Without the pictures, set down the records below word for word.

====

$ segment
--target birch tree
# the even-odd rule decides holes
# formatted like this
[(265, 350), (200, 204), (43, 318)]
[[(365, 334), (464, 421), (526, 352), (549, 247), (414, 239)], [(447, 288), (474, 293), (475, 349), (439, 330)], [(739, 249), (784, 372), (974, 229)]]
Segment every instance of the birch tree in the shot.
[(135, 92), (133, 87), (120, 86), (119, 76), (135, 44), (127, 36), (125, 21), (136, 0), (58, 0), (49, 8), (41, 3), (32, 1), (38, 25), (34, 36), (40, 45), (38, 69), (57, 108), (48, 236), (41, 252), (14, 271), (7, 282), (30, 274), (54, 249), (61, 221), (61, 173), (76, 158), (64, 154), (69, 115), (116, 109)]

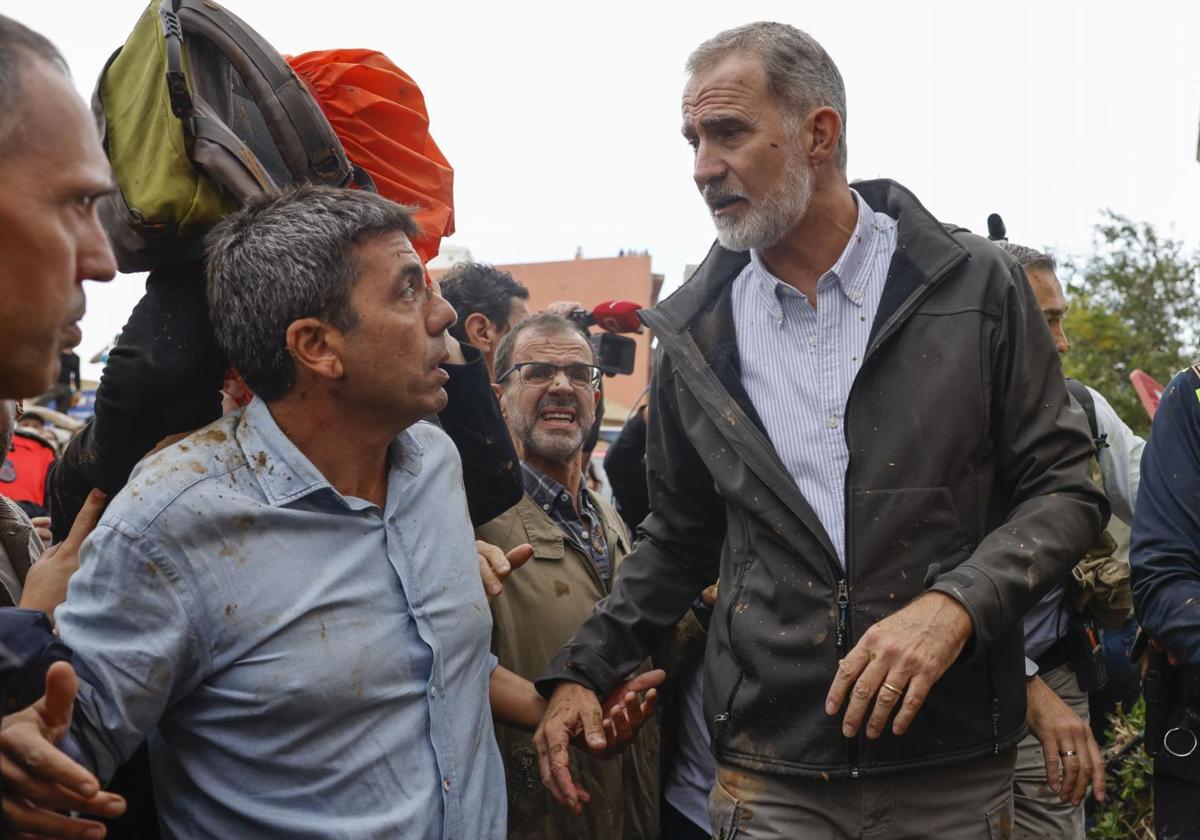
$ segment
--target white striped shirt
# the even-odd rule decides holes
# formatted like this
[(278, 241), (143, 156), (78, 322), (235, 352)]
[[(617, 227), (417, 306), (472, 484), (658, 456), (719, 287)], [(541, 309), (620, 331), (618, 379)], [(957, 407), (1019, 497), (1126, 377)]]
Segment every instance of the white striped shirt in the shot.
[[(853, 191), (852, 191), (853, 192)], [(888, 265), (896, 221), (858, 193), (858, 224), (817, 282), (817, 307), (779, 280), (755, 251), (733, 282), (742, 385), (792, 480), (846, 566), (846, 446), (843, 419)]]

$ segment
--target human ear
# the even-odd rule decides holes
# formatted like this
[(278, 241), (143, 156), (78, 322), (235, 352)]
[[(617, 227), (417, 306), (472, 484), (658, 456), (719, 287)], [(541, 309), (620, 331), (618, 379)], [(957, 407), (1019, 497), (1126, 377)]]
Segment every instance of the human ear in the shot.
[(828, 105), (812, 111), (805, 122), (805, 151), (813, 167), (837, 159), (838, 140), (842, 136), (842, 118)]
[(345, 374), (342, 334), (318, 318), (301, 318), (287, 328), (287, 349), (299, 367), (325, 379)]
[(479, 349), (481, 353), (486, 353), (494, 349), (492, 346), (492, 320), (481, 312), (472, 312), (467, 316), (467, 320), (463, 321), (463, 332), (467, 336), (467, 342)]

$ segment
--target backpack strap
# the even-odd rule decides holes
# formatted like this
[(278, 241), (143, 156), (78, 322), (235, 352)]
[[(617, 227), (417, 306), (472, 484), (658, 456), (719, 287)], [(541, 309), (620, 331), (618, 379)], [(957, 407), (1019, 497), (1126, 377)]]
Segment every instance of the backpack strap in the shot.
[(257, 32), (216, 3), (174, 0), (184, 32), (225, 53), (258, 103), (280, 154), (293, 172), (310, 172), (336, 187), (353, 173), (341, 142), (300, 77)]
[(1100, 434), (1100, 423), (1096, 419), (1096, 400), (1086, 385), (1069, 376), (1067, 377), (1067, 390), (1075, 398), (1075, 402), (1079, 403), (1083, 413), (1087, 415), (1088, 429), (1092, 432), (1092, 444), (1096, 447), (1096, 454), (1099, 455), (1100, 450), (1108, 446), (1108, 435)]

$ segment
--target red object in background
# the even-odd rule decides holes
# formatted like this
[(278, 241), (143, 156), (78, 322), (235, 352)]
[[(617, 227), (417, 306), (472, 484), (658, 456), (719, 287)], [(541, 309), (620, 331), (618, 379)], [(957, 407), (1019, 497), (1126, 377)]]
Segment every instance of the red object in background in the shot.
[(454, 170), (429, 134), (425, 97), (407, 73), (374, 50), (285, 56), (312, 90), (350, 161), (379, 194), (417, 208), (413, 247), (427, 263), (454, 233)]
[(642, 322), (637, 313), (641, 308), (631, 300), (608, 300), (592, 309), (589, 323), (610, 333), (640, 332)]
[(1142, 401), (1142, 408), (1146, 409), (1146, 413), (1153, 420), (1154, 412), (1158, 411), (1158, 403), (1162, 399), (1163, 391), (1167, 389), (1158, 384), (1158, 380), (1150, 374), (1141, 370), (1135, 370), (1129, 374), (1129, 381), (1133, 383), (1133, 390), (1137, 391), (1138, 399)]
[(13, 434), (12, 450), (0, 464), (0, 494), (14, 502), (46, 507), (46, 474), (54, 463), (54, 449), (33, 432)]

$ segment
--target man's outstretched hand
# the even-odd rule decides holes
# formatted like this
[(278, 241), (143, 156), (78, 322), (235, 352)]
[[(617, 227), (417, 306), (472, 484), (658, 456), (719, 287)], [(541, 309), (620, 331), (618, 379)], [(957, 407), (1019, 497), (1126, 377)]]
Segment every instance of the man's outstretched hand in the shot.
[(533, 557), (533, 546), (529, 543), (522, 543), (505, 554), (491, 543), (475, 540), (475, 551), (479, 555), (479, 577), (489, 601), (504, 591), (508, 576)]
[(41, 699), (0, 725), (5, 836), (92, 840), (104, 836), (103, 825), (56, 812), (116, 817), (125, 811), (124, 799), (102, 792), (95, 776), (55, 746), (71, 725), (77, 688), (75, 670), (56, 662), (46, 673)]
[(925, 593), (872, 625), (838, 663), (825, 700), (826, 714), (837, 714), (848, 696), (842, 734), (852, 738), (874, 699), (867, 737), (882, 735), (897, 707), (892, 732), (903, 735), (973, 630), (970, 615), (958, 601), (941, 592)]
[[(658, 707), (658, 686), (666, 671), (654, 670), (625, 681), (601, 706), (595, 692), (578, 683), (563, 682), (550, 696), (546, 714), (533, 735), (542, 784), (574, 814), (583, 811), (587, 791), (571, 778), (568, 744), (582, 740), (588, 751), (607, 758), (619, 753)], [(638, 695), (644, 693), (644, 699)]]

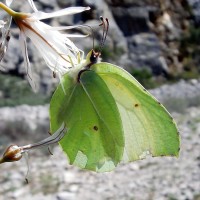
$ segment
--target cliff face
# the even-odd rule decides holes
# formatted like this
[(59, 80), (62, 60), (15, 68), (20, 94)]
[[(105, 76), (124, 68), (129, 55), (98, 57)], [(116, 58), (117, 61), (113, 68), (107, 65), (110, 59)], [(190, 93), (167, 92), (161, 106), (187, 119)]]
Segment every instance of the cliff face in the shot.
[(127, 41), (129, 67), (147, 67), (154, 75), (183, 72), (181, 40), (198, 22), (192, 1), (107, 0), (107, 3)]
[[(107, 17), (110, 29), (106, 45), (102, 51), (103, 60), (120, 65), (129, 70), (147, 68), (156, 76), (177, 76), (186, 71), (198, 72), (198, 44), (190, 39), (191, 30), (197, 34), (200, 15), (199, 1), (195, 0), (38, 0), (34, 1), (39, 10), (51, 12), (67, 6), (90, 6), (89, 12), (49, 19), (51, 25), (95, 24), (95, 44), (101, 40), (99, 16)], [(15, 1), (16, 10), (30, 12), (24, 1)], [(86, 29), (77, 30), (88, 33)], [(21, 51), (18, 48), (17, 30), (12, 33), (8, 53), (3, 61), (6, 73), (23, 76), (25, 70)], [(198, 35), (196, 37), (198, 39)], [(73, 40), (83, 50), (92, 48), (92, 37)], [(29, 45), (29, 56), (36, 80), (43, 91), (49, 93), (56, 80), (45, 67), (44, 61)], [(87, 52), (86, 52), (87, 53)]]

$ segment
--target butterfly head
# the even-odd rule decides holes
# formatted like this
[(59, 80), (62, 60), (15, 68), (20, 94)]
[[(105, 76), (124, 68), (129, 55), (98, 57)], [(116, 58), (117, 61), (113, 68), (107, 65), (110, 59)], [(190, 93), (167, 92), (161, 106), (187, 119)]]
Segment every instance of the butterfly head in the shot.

====

**WRITTEN ANSWER:**
$ segment
--target birch tree
# the even-odd rule decides holes
# formatted like this
[(265, 350), (200, 204), (43, 318)]
[[(365, 334), (464, 421), (526, 352), (549, 247), (414, 239)], [(447, 288), (474, 293), (475, 349), (439, 330)], [(739, 249), (784, 372), (974, 229)]]
Segment every instance of the birch tree in the shot.
[(135, 92), (133, 87), (120, 86), (119, 76), (135, 44), (127, 36), (125, 21), (136, 0), (58, 0), (49, 8), (41, 3), (32, 1), (38, 25), (34, 36), (40, 45), (38, 69), (57, 108), (48, 236), (41, 252), (14, 271), (7, 282), (30, 274), (54, 249), (61, 221), (61, 173), (76, 158), (64, 154), (69, 115), (116, 109)]

$ segment
--target white striped shirt
# the even-odd rule decides holes
# formatted like this
[(278, 241), (143, 156), (78, 322), (235, 352)]
[[(617, 227), (417, 306), (472, 484), (658, 456), (719, 287)], [(541, 309), (620, 331), (618, 379)], [(957, 407), (1019, 497), (1126, 377)]]
Segment every instance of the white striped shirt in the shot.
[[(853, 191), (852, 191), (853, 192)], [(888, 265), (896, 221), (858, 193), (858, 224), (817, 282), (817, 307), (779, 280), (755, 251), (733, 282), (742, 385), (792, 480), (846, 566), (846, 446), (843, 419)]]

$ segment
--target human ear
# the even-odd rule decides holes
# formatted like this
[(278, 241), (143, 156), (78, 322), (235, 352)]
[[(617, 227), (417, 306), (472, 484), (658, 456), (719, 287)], [(541, 309), (620, 331), (618, 379)], [(957, 407), (1019, 497), (1126, 377)]]
Segment every instance of the human ear in the shot.
[(828, 105), (812, 111), (805, 122), (805, 151), (813, 167), (837, 159), (838, 140), (842, 136), (842, 118)]
[(345, 374), (342, 334), (318, 318), (301, 318), (287, 328), (287, 349), (299, 367), (325, 379)]
[(479, 349), (481, 353), (486, 353), (494, 349), (492, 346), (492, 320), (481, 312), (472, 312), (467, 316), (467, 320), (463, 321), (463, 332), (467, 336), (467, 342)]

$ segment
--target backpack strap
# the even-odd rule decides holes
# formatted like this
[(278, 241), (143, 156), (78, 322), (235, 352)]
[[(617, 227), (417, 306), (472, 484), (658, 456), (719, 287)], [(541, 309), (620, 331), (618, 379)], [(957, 407), (1019, 497), (1126, 377)]]
Segment every instance of the backpack strap in the shot.
[(257, 32), (216, 3), (174, 0), (184, 32), (225, 53), (258, 103), (280, 154), (293, 172), (310, 172), (336, 187), (353, 173), (341, 142), (300, 77)]
[(1100, 434), (1100, 423), (1096, 419), (1096, 400), (1086, 385), (1069, 376), (1067, 377), (1067, 390), (1075, 398), (1075, 402), (1079, 403), (1083, 413), (1087, 415), (1088, 429), (1092, 432), (1092, 444), (1096, 447), (1096, 454), (1099, 455), (1100, 450), (1108, 446), (1108, 435)]

$ segment
--target red object in background
# the even-odd rule decides holes
# formatted like this
[(278, 241), (143, 156), (78, 322), (235, 352)]
[[(617, 227), (417, 306), (472, 484), (658, 456), (719, 287)], [(541, 309), (620, 331), (618, 379)], [(957, 407), (1019, 497), (1126, 377)]]
Segment every instance of the red object in background in the shot.
[(454, 170), (429, 134), (425, 97), (407, 73), (374, 50), (285, 56), (312, 90), (350, 161), (379, 194), (417, 208), (413, 247), (427, 263), (454, 233)]
[(642, 322), (637, 313), (641, 308), (631, 300), (608, 300), (592, 309), (589, 323), (610, 333), (640, 332)]
[(1142, 401), (1142, 408), (1146, 409), (1146, 413), (1153, 420), (1154, 412), (1158, 411), (1158, 403), (1162, 399), (1163, 391), (1167, 389), (1158, 384), (1158, 380), (1150, 374), (1141, 370), (1135, 370), (1129, 374), (1129, 381), (1133, 383), (1133, 390), (1137, 391), (1138, 399)]
[(13, 434), (12, 450), (0, 464), (0, 494), (14, 502), (46, 507), (46, 474), (54, 463), (54, 449), (33, 432)]

$ segment
--target man's outstretched hand
# the even-odd rule decides holes
# formatted like this
[(278, 241), (143, 156), (78, 322), (235, 352)]
[[(617, 227), (417, 306), (472, 484), (658, 456), (719, 287)], [(541, 309), (620, 331), (618, 379)], [(957, 407), (1019, 497), (1126, 377)]]
Segment every instance of the man's outstretched hand in the shot.
[(533, 557), (533, 546), (529, 543), (522, 543), (505, 554), (491, 543), (475, 540), (475, 551), (479, 555), (479, 577), (489, 601), (504, 591), (508, 576)]
[(41, 699), (0, 725), (5, 836), (92, 840), (104, 836), (103, 825), (56, 812), (116, 817), (125, 811), (124, 799), (102, 792), (95, 776), (55, 746), (71, 725), (77, 688), (75, 670), (56, 662), (46, 673)]
[(925, 593), (872, 625), (838, 663), (825, 700), (826, 714), (837, 714), (848, 696), (842, 734), (852, 738), (874, 699), (867, 737), (882, 735), (897, 707), (892, 732), (903, 735), (973, 630), (970, 615), (958, 601), (941, 592)]
[[(658, 707), (658, 686), (666, 671), (654, 670), (625, 681), (601, 706), (595, 692), (578, 683), (563, 682), (550, 696), (546, 714), (533, 735), (542, 784), (574, 814), (583, 811), (587, 791), (571, 778), (568, 744), (582, 740), (588, 751), (607, 758), (619, 753)], [(638, 695), (644, 693), (644, 699)]]

$ segment
--target cliff face
# the even-odd rule decides holes
# formatted like this
[(59, 80), (62, 60), (15, 68), (20, 94)]
[[(105, 76), (124, 68), (129, 55), (98, 57)], [(116, 58), (117, 61), (113, 68), (107, 65), (110, 59)], [(190, 93), (167, 92), (161, 106), (187, 119)]]
Segment every instance of the cliff face in the shot.
[(127, 41), (129, 67), (147, 67), (154, 75), (183, 72), (181, 40), (198, 22), (192, 1), (107, 0), (107, 3)]
[[(107, 17), (110, 29), (106, 45), (102, 51), (103, 60), (120, 65), (129, 70), (147, 68), (156, 76), (177, 76), (186, 71), (198, 72), (198, 44), (190, 39), (191, 30), (197, 34), (200, 15), (199, 1), (195, 0), (38, 0), (34, 1), (39, 10), (51, 12), (67, 6), (90, 6), (89, 12), (49, 19), (51, 25), (95, 24), (95, 44), (101, 40), (99, 16)], [(15, 1), (16, 10), (30, 12), (24, 1)], [(86, 29), (77, 30), (88, 33)], [(21, 51), (18, 48), (17, 30), (12, 33), (8, 53), (3, 61), (6, 73), (23, 76), (25, 70)], [(198, 35), (196, 37), (198, 39)], [(73, 40), (83, 50), (92, 48), (92, 37)], [(29, 45), (29, 56), (36, 80), (43, 91), (49, 93), (56, 80), (45, 67), (44, 61)], [(87, 52), (86, 52), (87, 53)]]

$ segment
--target butterfly head
# the even-odd rule decides holes
# formatted like this
[(59, 80), (62, 60), (15, 68), (20, 94)]
[[(105, 76), (124, 68), (129, 55), (98, 57)], [(116, 58), (117, 61), (113, 68), (107, 65), (110, 59)], [(190, 93), (167, 92), (161, 106), (187, 119)]]
Segment every instance of the butterfly head in the shot.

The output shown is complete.